**Your assignment:**
For the records below, print the lines from the line with "Mark the median strip with a point." through the line with "Mark the license plate with a point." exactly as written; include both end lines and exclude the rest.
◆ ◆ ◆ ◆ ◆ ◆ ◆
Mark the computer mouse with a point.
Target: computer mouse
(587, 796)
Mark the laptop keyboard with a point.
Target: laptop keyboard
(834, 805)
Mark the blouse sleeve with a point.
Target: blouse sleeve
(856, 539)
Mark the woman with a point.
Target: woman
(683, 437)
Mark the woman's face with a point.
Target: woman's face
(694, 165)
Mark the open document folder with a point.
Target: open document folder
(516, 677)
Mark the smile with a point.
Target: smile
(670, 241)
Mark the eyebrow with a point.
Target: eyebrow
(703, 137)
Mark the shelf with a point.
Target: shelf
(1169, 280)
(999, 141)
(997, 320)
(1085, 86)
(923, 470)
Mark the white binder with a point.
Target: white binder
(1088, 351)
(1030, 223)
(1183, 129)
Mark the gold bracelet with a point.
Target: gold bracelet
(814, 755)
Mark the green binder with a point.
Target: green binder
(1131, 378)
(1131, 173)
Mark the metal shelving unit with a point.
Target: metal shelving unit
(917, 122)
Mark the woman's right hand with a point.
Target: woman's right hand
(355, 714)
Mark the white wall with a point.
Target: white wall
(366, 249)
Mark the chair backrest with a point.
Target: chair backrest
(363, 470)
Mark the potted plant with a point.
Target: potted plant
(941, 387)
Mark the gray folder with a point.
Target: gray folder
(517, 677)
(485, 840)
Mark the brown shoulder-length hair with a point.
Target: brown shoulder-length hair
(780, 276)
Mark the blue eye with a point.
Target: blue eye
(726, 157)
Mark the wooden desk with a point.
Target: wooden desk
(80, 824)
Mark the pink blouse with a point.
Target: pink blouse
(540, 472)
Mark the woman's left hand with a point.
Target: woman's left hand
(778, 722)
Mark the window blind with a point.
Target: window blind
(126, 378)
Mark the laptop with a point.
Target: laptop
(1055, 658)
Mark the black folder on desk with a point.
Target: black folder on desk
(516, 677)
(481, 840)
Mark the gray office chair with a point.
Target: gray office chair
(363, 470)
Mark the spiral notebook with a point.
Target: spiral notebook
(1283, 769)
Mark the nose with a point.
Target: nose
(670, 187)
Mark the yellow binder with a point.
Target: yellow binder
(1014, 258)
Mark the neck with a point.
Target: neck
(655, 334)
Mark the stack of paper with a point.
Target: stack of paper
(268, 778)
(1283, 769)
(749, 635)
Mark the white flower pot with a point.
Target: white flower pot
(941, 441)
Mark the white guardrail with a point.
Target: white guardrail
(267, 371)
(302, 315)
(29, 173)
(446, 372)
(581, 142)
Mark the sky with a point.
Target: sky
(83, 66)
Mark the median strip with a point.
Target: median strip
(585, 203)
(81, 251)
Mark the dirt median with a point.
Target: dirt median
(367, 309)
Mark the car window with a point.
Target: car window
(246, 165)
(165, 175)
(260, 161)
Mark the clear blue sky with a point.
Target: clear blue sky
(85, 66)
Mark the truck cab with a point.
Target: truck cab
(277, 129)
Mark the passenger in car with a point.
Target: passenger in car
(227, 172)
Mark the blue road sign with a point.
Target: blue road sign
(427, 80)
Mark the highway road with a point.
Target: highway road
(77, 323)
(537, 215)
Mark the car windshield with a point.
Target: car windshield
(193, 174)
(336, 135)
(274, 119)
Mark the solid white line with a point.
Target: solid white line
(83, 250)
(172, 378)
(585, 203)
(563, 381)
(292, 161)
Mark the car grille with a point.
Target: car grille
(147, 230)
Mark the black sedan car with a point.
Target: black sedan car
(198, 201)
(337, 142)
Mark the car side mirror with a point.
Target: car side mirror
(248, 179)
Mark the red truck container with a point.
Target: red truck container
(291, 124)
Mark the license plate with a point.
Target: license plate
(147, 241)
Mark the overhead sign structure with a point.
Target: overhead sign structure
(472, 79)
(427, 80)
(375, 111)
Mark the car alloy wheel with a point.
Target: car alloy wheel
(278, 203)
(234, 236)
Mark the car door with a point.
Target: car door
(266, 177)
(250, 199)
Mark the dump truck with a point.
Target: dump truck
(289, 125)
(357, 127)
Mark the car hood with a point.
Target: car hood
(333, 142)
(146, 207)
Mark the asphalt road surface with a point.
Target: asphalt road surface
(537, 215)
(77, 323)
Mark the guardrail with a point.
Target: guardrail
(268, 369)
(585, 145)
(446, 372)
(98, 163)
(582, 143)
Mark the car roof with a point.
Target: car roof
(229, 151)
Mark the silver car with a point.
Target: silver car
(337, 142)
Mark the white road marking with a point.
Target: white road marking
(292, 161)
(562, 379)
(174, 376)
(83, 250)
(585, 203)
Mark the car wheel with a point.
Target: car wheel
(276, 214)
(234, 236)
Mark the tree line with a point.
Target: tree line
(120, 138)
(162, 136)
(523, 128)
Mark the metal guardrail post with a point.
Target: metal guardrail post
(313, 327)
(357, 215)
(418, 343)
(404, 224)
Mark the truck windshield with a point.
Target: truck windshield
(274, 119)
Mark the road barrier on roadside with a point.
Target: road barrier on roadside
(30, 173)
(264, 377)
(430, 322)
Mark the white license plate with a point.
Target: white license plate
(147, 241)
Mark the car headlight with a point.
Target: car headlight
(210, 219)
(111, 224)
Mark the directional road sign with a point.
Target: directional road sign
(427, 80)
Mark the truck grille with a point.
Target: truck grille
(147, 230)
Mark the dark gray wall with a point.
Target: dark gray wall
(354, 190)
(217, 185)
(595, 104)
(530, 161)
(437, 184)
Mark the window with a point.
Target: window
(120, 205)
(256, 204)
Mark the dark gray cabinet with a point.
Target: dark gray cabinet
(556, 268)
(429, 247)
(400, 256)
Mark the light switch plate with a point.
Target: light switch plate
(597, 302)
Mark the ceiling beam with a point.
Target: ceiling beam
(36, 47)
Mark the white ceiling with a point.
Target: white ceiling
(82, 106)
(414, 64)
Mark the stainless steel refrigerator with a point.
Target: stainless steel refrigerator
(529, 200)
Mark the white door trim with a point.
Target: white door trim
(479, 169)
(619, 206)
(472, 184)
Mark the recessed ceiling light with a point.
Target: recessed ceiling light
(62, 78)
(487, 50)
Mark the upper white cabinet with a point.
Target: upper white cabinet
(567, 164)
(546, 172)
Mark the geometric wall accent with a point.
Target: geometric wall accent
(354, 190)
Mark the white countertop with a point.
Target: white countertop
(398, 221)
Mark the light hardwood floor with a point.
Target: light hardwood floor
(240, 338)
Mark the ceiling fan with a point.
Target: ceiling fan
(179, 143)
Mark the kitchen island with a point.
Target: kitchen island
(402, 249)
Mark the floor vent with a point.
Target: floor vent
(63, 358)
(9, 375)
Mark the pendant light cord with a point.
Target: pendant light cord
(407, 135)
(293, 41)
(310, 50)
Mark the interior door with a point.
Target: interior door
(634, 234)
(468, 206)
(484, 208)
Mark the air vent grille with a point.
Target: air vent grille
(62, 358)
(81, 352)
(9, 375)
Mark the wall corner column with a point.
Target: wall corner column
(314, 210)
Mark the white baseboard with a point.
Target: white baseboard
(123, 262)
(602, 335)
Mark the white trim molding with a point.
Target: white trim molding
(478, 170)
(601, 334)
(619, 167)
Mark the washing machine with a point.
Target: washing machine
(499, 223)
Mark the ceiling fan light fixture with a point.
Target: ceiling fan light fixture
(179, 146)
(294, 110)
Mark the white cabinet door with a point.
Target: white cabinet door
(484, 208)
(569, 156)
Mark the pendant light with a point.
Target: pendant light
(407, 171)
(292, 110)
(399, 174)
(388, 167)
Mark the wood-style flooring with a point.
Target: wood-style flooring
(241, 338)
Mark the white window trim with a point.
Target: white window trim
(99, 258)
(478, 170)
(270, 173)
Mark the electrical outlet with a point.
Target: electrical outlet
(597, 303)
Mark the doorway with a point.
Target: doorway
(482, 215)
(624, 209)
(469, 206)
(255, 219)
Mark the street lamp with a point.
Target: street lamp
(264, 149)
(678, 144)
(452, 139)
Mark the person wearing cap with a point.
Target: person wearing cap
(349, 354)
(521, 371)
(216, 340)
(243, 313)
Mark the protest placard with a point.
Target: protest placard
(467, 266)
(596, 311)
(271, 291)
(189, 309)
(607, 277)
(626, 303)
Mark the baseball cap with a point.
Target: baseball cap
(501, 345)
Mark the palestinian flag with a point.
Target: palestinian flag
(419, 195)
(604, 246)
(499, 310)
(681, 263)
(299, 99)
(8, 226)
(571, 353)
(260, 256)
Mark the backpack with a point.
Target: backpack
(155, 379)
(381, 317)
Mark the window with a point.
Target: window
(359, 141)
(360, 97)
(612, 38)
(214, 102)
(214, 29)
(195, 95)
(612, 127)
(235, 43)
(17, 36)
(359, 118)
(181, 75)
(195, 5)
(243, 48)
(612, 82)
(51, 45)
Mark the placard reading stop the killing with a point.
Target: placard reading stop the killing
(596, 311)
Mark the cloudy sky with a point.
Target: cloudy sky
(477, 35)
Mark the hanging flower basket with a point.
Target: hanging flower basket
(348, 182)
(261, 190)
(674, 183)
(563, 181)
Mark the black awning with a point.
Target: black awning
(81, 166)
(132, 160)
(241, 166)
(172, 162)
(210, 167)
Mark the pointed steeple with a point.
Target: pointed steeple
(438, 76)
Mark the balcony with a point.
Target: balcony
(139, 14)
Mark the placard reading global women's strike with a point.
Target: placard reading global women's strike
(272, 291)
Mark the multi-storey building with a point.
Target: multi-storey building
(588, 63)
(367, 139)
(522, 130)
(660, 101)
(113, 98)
◆ ◆ ◆ ◆ ◆ ◆ ◆
**Task solution:**
Mark the median strip with a point.
Target: median strip
(585, 203)
(81, 251)
Mark the dirt median with a point.
Target: dirt median
(367, 309)
Mark the car window with a point.
Target: car window
(246, 165)
(165, 175)
(260, 161)
Mark the clear blue sky with a point.
Target: clear blue sky
(85, 66)
Mark the truck cab with a point.
Target: truck cab
(277, 129)
Mark the passenger in car with a point.
Target: passenger in car
(227, 172)
Mark the blue road sign with a point.
Target: blue road sign
(427, 80)
Mark the highway road with a point.
Target: highway road
(77, 323)
(537, 215)
Mark the car windshield with a point.
Target: car windshield
(193, 174)
(336, 135)
(274, 119)
Mark the solid white line with a point.
Target: solid white line
(83, 250)
(172, 378)
(585, 203)
(563, 381)
(292, 161)
Mark the car grille with a point.
Target: car grille
(147, 230)
Mark the black sedan car with a point.
Target: black sedan car
(198, 201)
(337, 142)
Mark the car side mirror with a point.
Target: car side mirror
(248, 179)
Mark the red truck container with a point.
Target: red truck container
(291, 124)
Mark the license plate with a point.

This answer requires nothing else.